# DIRECTION:
Print the part of the inspection notice below that runs from "U.S. Strategic Command Headquarters, Offutt" to "of mass destruction.", word for word.

# PASSAGE PROVIDED:
CITIZEN WEAPONS INSPECTION TEAMS
NOTICE OF INTENT

Date: August 3, 2003

To: Admiral James O. Ellis, Jr., Commander, U.S. Strategic Command

U.S. Strategic Command Headquarters, Offutt Air Force Base, Nebraska

This is to serve notice that a Citizen Weapons Inspection Team requests entry to the Headquarters of U.S. Strategic Command. on August 3, 2003, to investigate the involvement of Strategic Command in the deployment and planning for use of nuclear weapons, the most dangerous of all weapons of mass destruction.

The inspection team has information that suggests that Strategic Command is engaging in activities aimed at increasing U.S. capabilities to employ nuclear weapons for a wide variety of military purposes, and, together with other agencies of the United States Government, is engaging in planning and research that may lead to nuclear weapons with new military capabilities.

The Citizen Weapons Inspection Team will arrive at the Kinney Gate of Offutt Air Force Base, where Strategic Command Headquarters is located, at approximately 10:00 a.m., where we will present evidence of weapons work obtained from open public sources. At that time we will also announce our intent to gain "immediate, unimpeded, unconditional, and unrestricted access to any and all, including underground, areas, facilities, buildings, equipment, records, and means of transport," we may wish to inspect, as well as "private access to all officials and other persons" whom we wish to interview "in the mode or location of" our choice. (1)

We do not seek to acquire justifiably secret information about the design details of existing or proposed nuclear weapons, or information which would compromise the safety or security of nuclear weapons.

On November 8, 2002, under the threat of unilateral military action by the United States, the United Nations Security Council unanimously passed Resolution 1441, which afforded Iraq "a final opportunity to comply with its disarmament obligations" by setting up "an enhanced inspection regime with the aim of bringing to full and verified completion the disarmament process" established by prior Security Council resolutions. Currently, the United States is demanding that both Iran and North Korea accede to stringent inspections to assure that nuclear programs are conducted in a manner consistent with their treaty obligations. We call for all states, either known or suspected of having nuclear or other weapons of mass destruction including the United States, to accept inspections of their own facilities on the same terms.

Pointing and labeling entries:
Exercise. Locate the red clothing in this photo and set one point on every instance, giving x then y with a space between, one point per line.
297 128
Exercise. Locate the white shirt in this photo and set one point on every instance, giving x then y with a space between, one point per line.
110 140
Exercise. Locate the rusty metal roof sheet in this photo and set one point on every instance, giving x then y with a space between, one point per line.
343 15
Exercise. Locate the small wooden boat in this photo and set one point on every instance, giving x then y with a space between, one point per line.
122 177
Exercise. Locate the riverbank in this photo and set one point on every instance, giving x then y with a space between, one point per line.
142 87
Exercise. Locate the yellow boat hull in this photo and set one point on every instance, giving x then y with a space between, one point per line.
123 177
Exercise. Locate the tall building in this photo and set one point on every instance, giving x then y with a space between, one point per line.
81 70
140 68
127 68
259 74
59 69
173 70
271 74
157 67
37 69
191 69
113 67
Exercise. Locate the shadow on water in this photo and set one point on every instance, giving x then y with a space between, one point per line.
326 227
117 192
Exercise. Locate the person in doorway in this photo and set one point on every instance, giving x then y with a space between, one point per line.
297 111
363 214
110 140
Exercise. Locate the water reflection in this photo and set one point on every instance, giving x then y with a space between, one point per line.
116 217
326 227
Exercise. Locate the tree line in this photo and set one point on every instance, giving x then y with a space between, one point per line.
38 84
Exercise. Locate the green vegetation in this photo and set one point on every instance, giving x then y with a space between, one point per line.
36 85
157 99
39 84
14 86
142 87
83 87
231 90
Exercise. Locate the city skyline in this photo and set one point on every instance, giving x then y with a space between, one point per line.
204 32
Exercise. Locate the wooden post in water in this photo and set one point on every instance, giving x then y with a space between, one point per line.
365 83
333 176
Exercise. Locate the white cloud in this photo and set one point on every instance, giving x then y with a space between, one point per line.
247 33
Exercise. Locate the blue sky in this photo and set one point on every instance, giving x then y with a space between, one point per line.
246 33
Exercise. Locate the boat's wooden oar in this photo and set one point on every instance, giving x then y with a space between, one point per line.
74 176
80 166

# OUTPUT FOR THIS TASK:
U.S. Strategic Command Headquarters, Offutt Air Force Base, Nebraska

This is to serve notice that a Citizen Weapons Inspection Team requests entry to the Headquarters of U.S. Strategic Command. on August 3, 2003, to investigate the involvement of Strategic Command in the deployment and planning for use of nuclear weapons, the most dangerous of all weapons of mass destruction.